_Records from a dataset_
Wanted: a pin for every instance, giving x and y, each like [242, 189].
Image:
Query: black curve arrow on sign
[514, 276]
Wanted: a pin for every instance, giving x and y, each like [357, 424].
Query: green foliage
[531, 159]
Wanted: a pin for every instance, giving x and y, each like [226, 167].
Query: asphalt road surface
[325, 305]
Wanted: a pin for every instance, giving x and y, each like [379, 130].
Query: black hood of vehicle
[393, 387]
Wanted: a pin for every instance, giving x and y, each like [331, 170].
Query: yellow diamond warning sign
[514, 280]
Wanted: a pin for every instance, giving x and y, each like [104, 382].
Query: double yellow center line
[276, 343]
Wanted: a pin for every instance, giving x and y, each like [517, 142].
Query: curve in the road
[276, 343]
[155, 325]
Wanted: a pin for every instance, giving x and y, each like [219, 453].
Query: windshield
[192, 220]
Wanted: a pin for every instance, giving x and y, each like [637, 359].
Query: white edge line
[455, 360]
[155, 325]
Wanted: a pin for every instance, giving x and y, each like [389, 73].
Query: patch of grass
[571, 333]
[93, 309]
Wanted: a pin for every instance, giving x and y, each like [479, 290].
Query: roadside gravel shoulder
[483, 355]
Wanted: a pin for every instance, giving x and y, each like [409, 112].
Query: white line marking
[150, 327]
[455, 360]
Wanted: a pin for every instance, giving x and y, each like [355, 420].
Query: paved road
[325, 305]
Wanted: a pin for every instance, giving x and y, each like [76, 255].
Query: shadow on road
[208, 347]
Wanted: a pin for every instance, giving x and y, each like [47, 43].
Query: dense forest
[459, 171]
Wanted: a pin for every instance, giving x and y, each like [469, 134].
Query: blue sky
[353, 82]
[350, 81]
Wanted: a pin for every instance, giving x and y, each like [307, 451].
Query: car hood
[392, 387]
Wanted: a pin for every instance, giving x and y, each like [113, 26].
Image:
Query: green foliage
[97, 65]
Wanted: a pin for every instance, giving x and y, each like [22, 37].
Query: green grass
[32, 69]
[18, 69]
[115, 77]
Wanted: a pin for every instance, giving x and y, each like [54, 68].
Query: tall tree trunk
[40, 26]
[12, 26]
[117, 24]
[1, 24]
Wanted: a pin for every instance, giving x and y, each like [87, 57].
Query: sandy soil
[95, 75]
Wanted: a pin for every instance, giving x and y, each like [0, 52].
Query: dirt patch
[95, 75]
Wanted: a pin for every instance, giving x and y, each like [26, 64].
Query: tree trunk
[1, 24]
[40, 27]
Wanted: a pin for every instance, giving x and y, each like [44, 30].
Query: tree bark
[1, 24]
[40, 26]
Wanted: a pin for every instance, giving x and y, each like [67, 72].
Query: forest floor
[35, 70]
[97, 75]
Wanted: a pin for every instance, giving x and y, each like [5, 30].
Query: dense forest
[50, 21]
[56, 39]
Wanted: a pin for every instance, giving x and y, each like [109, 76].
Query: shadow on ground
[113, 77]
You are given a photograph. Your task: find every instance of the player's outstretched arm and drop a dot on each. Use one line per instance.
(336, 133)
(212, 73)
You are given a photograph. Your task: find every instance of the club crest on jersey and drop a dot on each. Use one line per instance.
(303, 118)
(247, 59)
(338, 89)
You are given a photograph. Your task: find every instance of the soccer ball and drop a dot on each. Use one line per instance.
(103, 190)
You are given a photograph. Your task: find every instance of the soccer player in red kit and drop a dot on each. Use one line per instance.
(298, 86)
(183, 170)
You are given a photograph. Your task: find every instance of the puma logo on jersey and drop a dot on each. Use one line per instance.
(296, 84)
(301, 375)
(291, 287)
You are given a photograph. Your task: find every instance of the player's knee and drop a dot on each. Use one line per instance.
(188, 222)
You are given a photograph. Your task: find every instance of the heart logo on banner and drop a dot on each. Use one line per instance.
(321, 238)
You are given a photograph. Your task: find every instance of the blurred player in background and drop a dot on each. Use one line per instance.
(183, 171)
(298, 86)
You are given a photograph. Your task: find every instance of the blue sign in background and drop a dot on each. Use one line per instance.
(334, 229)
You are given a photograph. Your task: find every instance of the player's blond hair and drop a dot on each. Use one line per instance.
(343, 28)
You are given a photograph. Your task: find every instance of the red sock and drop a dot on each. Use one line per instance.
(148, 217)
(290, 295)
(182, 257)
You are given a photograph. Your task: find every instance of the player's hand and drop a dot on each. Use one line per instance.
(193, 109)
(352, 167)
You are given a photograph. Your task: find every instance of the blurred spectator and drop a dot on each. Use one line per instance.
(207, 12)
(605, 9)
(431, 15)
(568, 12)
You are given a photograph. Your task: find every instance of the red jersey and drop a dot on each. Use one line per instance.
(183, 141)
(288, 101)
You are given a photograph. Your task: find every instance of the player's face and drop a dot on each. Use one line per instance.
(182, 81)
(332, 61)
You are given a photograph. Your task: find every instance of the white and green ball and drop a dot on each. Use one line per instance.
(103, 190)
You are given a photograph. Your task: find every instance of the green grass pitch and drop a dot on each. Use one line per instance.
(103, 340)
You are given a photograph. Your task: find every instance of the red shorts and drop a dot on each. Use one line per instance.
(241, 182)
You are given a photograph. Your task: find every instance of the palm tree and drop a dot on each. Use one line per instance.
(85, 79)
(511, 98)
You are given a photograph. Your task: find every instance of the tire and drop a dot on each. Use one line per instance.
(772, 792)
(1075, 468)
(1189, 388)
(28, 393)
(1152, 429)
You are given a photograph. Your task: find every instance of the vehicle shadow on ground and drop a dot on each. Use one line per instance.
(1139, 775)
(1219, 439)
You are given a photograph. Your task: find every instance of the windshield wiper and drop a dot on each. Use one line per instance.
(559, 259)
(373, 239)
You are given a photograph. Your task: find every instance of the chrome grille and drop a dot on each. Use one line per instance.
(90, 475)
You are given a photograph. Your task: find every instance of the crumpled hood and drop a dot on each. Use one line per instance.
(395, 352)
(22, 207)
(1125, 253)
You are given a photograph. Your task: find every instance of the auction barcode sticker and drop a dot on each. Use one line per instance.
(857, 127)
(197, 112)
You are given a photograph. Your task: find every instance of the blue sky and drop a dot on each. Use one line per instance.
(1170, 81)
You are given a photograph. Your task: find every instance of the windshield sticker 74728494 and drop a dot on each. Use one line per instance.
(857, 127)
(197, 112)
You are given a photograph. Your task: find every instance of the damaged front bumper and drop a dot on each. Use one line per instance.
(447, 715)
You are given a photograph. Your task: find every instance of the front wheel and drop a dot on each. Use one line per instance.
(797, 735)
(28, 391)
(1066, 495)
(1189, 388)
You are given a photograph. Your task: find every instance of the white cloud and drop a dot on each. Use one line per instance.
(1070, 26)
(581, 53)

_ACTIVITY_
Give the entries again in full, exactly as they were written above.

_ANSWER TO THIS EXERCISE_
Wanted: a pin for every instance, giving x and y, each like [242, 189].
Image:
Query: black curve arrow on sign
[514, 276]
Wanted: a pin for every instance, giving x and y, each like [357, 424].
Query: green foliage
[531, 159]
Wanted: a pin for every instance, giving x and y, each like [226, 167].
Query: asphalt road surface
[325, 305]
Wanted: a pin for every instance, giving x and y, each like [379, 130].
Query: black hood of vehicle
[393, 387]
Wanted: a pin for every instance, giving x and y, each like [331, 170].
Query: yellow diamond warning sign
[514, 280]
Wanted: a pin for every instance, giving x and y, each like [104, 382].
Query: double yellow center line
[276, 343]
Wanted: a pin for every instance, giving x and y, each like [517, 142].
Query: curve in the road
[276, 343]
[155, 325]
Wanted: a pin for every instance, giving x and y, each like [219, 453].
Query: windshield
[192, 220]
Wanted: a pin for every instance, giving x and y, each like [637, 359].
Query: white edge line
[455, 360]
[155, 325]
Wanted: a pin for every instance, giving x and y, each like [389, 73].
Query: patch of grass
[571, 333]
[93, 309]
Wanted: a pin for every instance, giving x and y, each like [479, 290].
Query: roadside gravel shoulder
[483, 355]
Wanted: a pin for every instance, giving x and y, each like [409, 112].
Query: white line marking
[150, 327]
[455, 360]
Wanted: a pin for every instance, giving x and y, each like [355, 420].
Query: paved road
[325, 305]
Wanted: a pin for every instance, giving x and y, each like [76, 255].
Query: shadow on road
[208, 347]
Wanted: a pin for every instance, giving x and y, each like [47, 43].
Query: dense forest
[459, 171]
Wanted: a pin for every instance, giving x and y, each like [469, 134].
Query: blue sky
[353, 82]
[350, 81]
Wanted: a pin for every instance, giving x and y, each like [307, 451].
Query: car hood
[392, 387]
Wanted: a pin for every instance, giving x and y, each like [113, 26].
Image:
Query: green foliage
[97, 65]
Wanted: a pin for every instance, giving x and y, each like [22, 37].
Query: green grass
[32, 69]
[18, 69]
[115, 77]
Wanted: a pin for every instance, giving x and y, each like [54, 68].
Query: tall tree trunk
[40, 26]
[12, 26]
[117, 24]
[1, 24]
Wanted: a pin for every instance, giving x and y, each like [87, 57].
Query: sandy soil
[95, 75]
Wanted: a pin for every instance, giving x and y, each like [0, 52].
Query: dirt patch
[95, 75]
Wanted: a pin for every instance, giving x and y, each like [26, 64].
Query: tree trunk
[1, 24]
[40, 27]
Wanted: a pin for every instance, giving x and y, each like [44, 30].
Query: tree bark
[1, 24]
[40, 26]
Wanted: a pin for every instance, giving x and y, each like [67, 72].
Query: forest floor
[35, 70]
[97, 75]
Wanted: a pin for every instance, giving x and y, each like [5, 30].
Query: dense forest
[50, 21]
[56, 39]
Wanted: a pin for every instance, giving x and y, each like [109, 76].
Query: shadow on ground
[113, 77]
You are given a photograph. Your task: find every instance of the player's outstretched arm and drop a dot on each. Use one line per instance.
(336, 133)
(212, 73)
You are given a photograph. Your task: find every instance of the club crest on jersey and drop a dot on each. Use one line per instance.
(303, 118)
(247, 59)
(338, 89)
You are given a photograph. Your task: find every instance of the soccer ball and drop a dot on each. Use one line per instance.
(103, 190)
You are given a photograph. Your task: find every instance of the soccer player in red kit and drop a dot on each. Use one line per instance.
(298, 86)
(183, 170)
You are given a photograph. Your task: find every instance of the puma logo on jersey and drop a dot on each. Use one line per instance.
(296, 84)
(301, 375)
(291, 287)
You are given a photograph. Your task: find every instance of the player's knee and drop a dot on each. Use one line per instance.
(188, 222)
You are given a photograph. Your task: find every instance of the heart logo on banner and drop a dot on each. Use one line per instance.
(321, 238)
You are given a photograph. Your task: find every instance of the blurred player in background and drop a dot on each. Use one line per instance.
(183, 171)
(298, 86)
You are given a photograph. Your task: find every instance of the blue sign in background and drop a dot on each. Use one line per instance.
(334, 229)
You are given a photograph. Your task: find every instance of the player's blond hair and drop a dot on each. Use one line per instance.
(343, 28)
You are given a photograph. Your task: find every instance of the red sock and drop a dot on each. Use one line per instance.
(148, 217)
(290, 295)
(182, 257)
You are given a photograph. Your task: find every instance of the player's hand and drop a dot on each. Use one line per instance.
(193, 109)
(352, 167)
You are given a photograph. Your task: find every instance of the blurred spectator and drop a dot on each. Use one line per instance.
(207, 12)
(605, 9)
(431, 15)
(568, 12)
You are given a photograph. Your task: find every instance of the red jersey and drop a dot on each. Use one line per instance.
(183, 141)
(288, 101)
You are given a photograph. Your task: find every instance of the player's face and drop a dot on each. Use one line per instance.
(182, 81)
(332, 61)
You are given a photograph. Your task: find every instance of the white and green ball and drop a dot on each. Use one line per instance.
(103, 190)
You are given a photograph. Your task: find every instance of the green grass pitch and drop a dot on each. Use one line per instance.
(103, 340)
You are given a photograph. Your task: find every instance of the red shorts and drop a dot on each. Use one line per instance.
(241, 182)
You are given a photograph. Your task: find every instance of the palm tree and drop a dot on each. Use one line per instance.
(85, 79)
(511, 98)
You are given a photograph. Your task: find every instance of the tire and drop a dot on each. Use one line per instance.
(772, 792)
(1075, 468)
(1189, 388)
(28, 393)
(1152, 429)
You are given a photograph. Your task: find every instance of the vehicle shadow on ground and drop a dot on each. Use one line per instance.
(1139, 775)
(1219, 439)
You are given a photograph. Your task: find every instance of the windshield wiper and drop a dot on each. Use one line per instance.
(559, 259)
(373, 239)
You are given a photograph. Your task: find every instance of the chrome grille and drop a dot on each. Use one line per instance.
(90, 475)
You are given a photograph. Your task: find every instance of the crumpled hood and drop a dot on each. Use one line per instance.
(395, 352)
(22, 207)
(1125, 253)
You are given a photograph. Your task: find every instance of the auction barcode sticker and drop a dot on each. Use one line per instance.
(857, 127)
(197, 112)
You are given a photograph. Your task: find every instance of the blue sky and drop a dot on each. Use one line per instance.
(1170, 81)
You are given a photograph. Your task: find every instance of the windshield sticker 74728494 and drop a dot on each. Use one line per instance.
(857, 127)
(197, 112)
You are given a photograph. Your task: find every instance of the damaged front bumper and drop a dot on each. Use one line per instance.
(447, 715)
You are given a photograph. Your task: find every instance of the front wheel and drop a dot on each. Use one line per instance.
(797, 735)
(28, 391)
(1066, 495)
(1189, 388)
You are given a photograph. Your task: find every instance of the white cloud and drop a dot on each. Use one line per instance.
(1070, 26)
(581, 53)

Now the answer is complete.